◆ **Статья**
# # # # # # #

А при чем тут шимпанзе Султан? А при том. В отсутствие политически внятной остроты позиции чем заинтересовать, чем поддеть на крючок публику? Правильно, провокацией. Ход мысли прост: всякий палач есть жертва, всякая жертва есть палач, следовательно, все вы палачи. То есть к нацистам приравниваются не только античные герои, военные с обеих сторон, мирные поляки, знавшие и молчавшие о концлагерях, не только евреи, сдавшие Аполонию и задушившие младенца (плакал и мог выдать), наконец, не только пожертвовавшие собой Алкеста и Аполония, тоже убийцы, поскольку обе здесь подчеркнуто беременны. Основная мишень — мы с вами: путем провокативного спрямления смысла именно нас, тех, кто в зале, обозвали палачами, потенциальными убийцами и вообще обсосами.

Приходит, например, с войны нацист Агамемнон и говорит залу, что, мол, и вы бы убили, окажись в моей безвыходной ситуации. Тут же моделируется безвыходная ситуация: издевательски громко врубается наш гимн (без слов, но так и слышишь по старинке: «Союз нерушимый республик свободных…») — и безумно долго гремит на всю катушку; кто-то из зрителей ведется и гордо встает, остальные сидят в большом напряжении; получается, и встал — обсос, и не встал — обсос. Жертвы Холокоста уравниваются с убитыми на бойне животными. Любишь говядину с бараниной? Убийца. Ставишь опыты на животных? Палач. Посмотри, как мучают шимпанзе в лаборатории, — и ты проходишь мимо? Особый упор на жертвенность: «Кто готов отдать свою жизнь за другого? Поднимите руки!» «А ты умер бы за свою мать (отца)?» Помнится, подобные вопросы хорошо шли в телешоу «Детектор лжи» Андрея Малахова на Первом, там они стоили очень дорого, под миллион, здесь — на пятачок пучок, поскольку страстность, с какой эта дешевка вбрасывается в зал, с головой выдает постановщика: его интерес к заявленным темам — симуляция. Холокост здесь лишь гарнир к основному блюду, лишь повод для провокации.

# # # # # # #

◆ **Ваши задания**
• A. Объясните по статье, почему пожертвовавшие собой Алкеста и Аполония тоже оказываются убийцами. Ответ уложите в одно–три предложения.
• B. Перечислите по статье всех, кого приравнивают к нацистам.
Строки взяты из другого источника, а не из статьи.

◆ **Выборка строк**
# # # # # # #

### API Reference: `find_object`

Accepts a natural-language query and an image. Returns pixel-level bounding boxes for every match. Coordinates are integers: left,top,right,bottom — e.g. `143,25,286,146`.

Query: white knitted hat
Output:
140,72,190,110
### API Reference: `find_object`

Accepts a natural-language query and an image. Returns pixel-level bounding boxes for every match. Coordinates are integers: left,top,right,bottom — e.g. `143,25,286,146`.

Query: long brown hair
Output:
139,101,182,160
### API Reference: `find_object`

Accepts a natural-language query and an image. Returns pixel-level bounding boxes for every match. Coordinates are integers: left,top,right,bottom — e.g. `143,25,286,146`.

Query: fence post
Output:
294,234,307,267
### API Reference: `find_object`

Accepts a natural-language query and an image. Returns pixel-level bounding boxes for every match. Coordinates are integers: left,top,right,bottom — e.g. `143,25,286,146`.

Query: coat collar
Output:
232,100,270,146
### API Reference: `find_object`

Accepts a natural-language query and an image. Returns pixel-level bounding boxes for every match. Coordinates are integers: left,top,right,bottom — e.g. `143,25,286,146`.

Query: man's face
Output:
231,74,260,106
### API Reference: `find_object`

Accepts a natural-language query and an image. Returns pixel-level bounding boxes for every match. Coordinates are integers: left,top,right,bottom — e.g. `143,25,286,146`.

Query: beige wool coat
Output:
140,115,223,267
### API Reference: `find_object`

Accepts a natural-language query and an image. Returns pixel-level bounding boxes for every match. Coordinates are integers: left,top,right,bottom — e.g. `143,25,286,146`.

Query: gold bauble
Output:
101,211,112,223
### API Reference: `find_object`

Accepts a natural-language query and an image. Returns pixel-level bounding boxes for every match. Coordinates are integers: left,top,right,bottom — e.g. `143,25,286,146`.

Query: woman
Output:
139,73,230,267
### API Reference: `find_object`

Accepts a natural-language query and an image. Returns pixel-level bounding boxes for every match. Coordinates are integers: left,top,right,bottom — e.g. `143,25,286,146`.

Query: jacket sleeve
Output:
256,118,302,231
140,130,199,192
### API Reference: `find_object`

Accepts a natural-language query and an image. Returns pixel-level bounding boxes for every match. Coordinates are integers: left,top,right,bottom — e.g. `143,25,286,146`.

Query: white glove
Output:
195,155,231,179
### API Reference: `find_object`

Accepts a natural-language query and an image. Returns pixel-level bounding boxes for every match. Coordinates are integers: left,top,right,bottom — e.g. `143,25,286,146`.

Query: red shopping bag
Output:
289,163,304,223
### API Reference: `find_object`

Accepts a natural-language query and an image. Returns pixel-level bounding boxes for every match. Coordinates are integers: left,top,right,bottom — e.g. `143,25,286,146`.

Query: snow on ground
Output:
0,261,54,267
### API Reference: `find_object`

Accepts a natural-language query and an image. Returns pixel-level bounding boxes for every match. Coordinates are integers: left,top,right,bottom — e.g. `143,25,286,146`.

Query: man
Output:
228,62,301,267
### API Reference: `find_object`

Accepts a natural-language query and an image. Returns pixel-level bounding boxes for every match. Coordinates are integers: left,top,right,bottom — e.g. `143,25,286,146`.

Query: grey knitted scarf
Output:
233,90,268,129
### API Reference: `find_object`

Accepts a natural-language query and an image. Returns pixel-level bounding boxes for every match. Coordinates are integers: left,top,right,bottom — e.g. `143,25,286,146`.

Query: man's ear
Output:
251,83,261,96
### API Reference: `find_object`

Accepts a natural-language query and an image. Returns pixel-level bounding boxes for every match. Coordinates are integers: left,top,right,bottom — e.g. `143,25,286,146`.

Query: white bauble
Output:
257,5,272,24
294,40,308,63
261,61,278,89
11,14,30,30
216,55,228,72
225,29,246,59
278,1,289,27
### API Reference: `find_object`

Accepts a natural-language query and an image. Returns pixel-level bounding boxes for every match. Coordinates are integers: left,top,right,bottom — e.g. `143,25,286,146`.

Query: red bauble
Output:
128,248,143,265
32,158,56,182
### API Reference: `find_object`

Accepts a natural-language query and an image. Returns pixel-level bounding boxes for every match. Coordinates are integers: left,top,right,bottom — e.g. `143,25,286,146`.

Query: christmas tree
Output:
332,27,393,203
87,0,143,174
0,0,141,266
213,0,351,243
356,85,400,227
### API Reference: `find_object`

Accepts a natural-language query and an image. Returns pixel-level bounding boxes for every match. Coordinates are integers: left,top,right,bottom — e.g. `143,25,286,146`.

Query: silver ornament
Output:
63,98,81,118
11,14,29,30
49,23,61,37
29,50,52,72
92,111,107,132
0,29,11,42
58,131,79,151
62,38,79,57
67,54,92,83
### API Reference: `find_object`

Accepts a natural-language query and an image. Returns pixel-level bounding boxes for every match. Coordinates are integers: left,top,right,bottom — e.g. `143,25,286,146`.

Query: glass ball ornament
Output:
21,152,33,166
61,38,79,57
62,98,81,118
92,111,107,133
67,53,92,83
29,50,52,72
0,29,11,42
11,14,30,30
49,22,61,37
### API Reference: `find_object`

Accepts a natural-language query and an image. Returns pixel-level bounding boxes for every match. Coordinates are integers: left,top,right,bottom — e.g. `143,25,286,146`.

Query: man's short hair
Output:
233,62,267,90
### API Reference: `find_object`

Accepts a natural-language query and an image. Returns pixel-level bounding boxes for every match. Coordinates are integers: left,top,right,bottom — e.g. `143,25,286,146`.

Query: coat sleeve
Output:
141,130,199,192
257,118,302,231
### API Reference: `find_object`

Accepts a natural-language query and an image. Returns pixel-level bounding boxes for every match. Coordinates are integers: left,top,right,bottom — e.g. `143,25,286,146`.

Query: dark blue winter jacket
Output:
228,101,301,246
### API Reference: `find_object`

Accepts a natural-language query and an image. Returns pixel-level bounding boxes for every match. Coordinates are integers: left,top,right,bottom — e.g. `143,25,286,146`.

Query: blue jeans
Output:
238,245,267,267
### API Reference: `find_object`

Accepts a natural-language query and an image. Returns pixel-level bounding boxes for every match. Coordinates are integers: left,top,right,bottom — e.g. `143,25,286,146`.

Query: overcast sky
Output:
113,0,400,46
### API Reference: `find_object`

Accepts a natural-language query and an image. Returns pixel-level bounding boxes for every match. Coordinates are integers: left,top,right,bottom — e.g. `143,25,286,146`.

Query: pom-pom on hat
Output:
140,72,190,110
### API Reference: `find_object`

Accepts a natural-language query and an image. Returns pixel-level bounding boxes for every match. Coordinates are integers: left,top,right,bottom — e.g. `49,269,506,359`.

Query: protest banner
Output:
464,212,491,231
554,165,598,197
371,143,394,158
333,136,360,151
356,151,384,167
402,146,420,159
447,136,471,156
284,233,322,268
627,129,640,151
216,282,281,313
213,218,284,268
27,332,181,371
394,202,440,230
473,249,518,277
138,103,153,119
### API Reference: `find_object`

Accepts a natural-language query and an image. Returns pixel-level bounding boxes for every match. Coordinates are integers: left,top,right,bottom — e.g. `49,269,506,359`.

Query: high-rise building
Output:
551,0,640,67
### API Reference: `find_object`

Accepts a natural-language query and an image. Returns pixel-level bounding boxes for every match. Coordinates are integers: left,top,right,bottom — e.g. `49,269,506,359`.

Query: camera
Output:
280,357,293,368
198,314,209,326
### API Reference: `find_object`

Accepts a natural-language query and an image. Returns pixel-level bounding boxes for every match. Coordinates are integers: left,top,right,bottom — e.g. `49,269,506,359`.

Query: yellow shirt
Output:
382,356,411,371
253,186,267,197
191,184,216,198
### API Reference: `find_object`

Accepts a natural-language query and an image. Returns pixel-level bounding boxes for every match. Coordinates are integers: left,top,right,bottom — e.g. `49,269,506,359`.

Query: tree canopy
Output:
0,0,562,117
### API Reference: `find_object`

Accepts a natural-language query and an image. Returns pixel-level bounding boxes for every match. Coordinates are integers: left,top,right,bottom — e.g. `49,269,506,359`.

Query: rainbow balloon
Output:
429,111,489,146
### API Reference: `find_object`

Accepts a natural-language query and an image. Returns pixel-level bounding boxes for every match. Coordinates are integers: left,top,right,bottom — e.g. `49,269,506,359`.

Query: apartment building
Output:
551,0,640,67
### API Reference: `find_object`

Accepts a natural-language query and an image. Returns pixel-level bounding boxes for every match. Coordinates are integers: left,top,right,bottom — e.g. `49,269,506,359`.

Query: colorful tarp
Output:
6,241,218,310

# # # # # # #

◆ **Ответы по заданиям**
• A. Алкесту и Аполонию, пожертвовавших собой, статья тоже относит к убийцам, поскольку обе здесь подчеркнуто беременны.

• B.
- античные герои;
- военные с обеих сторон;
- мирные поляки, знавшие о концлагерях и молчавшие;
- евреи, сдавшие Аполонию и задушившие младенца;
- Алкеста и Аполония;
- мы с вами, то есть те, кто в зале (основная мишень).